> Instructions to follow
Scan the lines below for "edge" and copy the matches.

[[ Exercise data open ]]

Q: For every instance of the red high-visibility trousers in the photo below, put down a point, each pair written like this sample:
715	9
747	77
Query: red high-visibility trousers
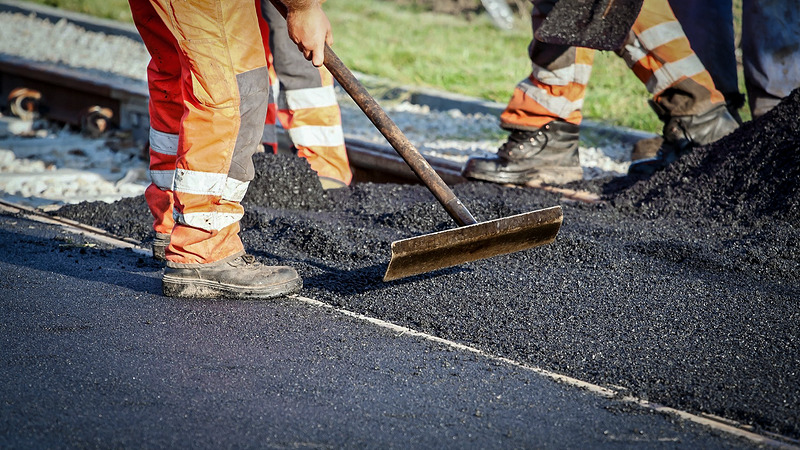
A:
657	51
209	90
304	101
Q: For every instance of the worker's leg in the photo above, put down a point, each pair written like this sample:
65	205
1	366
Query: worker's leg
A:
709	27
543	116
308	108
166	110
770	51
225	94
684	96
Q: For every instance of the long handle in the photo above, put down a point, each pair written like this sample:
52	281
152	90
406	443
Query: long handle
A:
398	140
392	133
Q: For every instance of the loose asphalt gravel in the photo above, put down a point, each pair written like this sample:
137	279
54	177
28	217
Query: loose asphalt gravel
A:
682	289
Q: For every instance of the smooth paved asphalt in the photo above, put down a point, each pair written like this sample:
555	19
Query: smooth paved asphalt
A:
93	356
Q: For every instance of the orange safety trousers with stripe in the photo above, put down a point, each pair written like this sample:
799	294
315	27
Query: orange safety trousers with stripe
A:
209	90
304	101
656	50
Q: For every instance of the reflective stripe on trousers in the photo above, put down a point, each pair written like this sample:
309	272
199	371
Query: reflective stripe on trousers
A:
204	141
305	102
656	50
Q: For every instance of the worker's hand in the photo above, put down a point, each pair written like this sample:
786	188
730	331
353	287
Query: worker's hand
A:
310	29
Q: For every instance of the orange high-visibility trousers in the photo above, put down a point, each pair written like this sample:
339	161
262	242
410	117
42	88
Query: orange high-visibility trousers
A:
657	51
304	101
209	89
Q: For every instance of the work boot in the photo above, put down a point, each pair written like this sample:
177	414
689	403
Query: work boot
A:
548	155
237	276
682	134
160	244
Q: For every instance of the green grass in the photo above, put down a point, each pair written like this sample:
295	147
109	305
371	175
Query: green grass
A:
469	57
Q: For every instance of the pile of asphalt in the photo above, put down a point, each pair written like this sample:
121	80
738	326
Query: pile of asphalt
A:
682	288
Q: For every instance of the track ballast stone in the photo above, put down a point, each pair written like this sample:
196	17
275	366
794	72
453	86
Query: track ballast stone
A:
682	288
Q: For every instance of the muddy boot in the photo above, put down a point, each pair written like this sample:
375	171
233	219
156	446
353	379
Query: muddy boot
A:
237	276
160	244
548	155
682	134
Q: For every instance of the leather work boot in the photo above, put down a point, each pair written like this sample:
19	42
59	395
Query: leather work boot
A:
548	155
682	134
160	244
238	276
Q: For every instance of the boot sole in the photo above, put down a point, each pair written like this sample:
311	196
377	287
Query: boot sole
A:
195	288
548	175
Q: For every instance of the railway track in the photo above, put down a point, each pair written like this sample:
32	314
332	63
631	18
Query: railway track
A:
96	103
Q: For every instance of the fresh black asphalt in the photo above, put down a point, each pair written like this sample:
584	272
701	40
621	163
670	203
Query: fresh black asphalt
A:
94	357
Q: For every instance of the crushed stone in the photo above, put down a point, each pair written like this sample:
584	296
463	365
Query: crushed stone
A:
682	288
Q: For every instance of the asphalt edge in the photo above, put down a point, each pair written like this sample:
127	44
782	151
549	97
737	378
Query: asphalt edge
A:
715	423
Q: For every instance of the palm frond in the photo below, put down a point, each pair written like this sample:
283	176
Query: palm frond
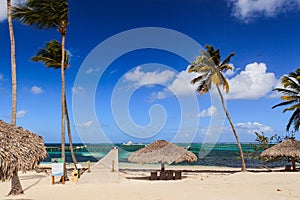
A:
286	91
295	119
284	103
296	106
227	59
42	13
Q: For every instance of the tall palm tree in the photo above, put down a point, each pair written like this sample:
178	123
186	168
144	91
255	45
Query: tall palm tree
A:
291	97
16	187
210	68
51	57
48	14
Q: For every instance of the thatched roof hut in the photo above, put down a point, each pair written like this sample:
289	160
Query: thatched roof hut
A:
163	152
287	148
20	150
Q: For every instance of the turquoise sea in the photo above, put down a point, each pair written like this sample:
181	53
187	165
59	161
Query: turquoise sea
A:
221	154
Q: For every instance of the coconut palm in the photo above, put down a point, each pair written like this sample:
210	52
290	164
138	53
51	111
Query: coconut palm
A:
48	14
51	57
291	98
16	187
210	68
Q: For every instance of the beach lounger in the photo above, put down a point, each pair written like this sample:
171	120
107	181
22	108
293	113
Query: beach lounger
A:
153	176
170	175
163	175
177	175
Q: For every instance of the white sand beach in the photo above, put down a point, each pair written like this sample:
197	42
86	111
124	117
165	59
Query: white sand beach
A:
194	185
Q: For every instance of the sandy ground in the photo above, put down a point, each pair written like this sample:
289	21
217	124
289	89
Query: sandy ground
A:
196	184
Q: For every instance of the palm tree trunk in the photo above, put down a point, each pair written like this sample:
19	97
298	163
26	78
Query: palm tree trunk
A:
16	187
63	155
13	64
233	130
69	134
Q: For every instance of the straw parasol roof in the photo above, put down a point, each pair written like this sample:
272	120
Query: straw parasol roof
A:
287	148
162	151
20	150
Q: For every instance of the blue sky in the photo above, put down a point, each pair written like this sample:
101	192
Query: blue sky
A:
263	34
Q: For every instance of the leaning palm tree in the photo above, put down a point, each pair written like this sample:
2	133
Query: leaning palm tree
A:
210	68
16	187
51	57
48	14
291	98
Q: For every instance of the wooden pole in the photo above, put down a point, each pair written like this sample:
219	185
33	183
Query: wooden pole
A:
113	165
162	167
89	166
294	163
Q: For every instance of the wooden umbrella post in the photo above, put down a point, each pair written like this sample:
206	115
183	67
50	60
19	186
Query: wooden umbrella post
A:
294	163
162	167
89	166
112	166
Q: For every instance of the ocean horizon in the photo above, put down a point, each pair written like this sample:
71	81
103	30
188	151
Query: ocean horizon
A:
219	154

[[ Exercise data closed ]]

> Reply to the task
Q: For every instance of the asphalt edge in the photo above, put down a point, each pair written like this sample:
Query: asphalt edge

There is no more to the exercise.